→ Consignes: Dans l'extrait sur la clause de non-concurrence, relevez les numéros de page cités pour les quatre avis qui mentionnent une vente conclue par l'intermédiaire de madame [C].
══ Bloc de texte
En cas de manquement à l’interdiction susvisée, le mandataire devra verser au Mandat une somme de 20.000 euros représentative de dommages et intérêts”.

Il est produit deux constats de commissaire de justice. Le premier est réalisé le 22 février 2023, soit pendant la période prévue par la clause de non-concurrence. Il reprend deux annonces de ventes de biens immobiliers situés sur la communes [Localité 4]. La personne à contacter sur la première annonce est madame [K] [C] (P27 et 38). La seconde annonce mentionne une personne à contacter dénommée [K] avec le même numéro de téléphone que sur la première annonce (P46 et 57). Sur les 4 annonces proposées, deux font bien état d’une participation de madame [C] malgré sa clause de non concurrence.

Le second constat d’huissier daté du 3 mars 2023 retrace les avis des personnes ayant vendus ou acquis par le biais de l’agence immobilière pour laquelle madame [C] travaille. Quatre avis mentionnent expressément une vente conclue par l’intermédiaire de madame [C], toutes “il y a trois mois” soit en décembre 2022- janvier 2023 (p. 25, 27, 29 et 31). L’avis sur Google émanant d’un “[I] [J]” doit être rapproché de l’avis de [I] [J] en page 29. Madame [C] produit à son sujet le mandat de vente qu’elle a elle-même signé, pendant la période de non-concurrence, pour un bien situé [Localité 4].

Il en résulte que madame [C] n’a pas respecté sa clause de non-concurrence.
════
══ Entrées fournies
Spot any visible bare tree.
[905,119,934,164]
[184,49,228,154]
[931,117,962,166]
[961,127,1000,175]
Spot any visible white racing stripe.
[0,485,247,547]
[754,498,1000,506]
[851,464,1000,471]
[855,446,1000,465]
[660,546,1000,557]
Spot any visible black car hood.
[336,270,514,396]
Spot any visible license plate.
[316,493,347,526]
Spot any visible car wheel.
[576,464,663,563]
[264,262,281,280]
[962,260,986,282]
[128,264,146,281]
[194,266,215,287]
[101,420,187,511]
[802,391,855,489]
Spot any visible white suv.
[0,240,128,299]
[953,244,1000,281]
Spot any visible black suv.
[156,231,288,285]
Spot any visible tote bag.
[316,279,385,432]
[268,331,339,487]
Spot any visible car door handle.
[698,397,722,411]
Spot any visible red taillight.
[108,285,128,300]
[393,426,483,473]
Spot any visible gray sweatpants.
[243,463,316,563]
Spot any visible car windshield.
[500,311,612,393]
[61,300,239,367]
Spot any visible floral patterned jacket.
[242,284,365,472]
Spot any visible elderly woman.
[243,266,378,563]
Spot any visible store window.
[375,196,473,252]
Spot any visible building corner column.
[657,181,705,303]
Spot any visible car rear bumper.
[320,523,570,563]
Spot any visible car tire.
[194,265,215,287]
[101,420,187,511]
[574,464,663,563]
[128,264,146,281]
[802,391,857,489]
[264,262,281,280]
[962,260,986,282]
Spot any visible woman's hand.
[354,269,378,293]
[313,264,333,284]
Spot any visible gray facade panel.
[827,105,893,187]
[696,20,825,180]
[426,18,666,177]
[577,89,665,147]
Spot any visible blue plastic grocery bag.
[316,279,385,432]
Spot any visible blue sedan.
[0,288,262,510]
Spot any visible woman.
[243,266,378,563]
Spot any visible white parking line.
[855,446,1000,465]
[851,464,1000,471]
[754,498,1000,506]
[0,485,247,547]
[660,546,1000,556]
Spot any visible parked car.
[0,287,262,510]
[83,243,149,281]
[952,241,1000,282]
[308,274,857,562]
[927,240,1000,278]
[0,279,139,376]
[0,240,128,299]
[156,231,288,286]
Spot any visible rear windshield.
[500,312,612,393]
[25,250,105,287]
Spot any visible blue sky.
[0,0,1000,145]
════
→ Réponse: 25, 27, 29 et 31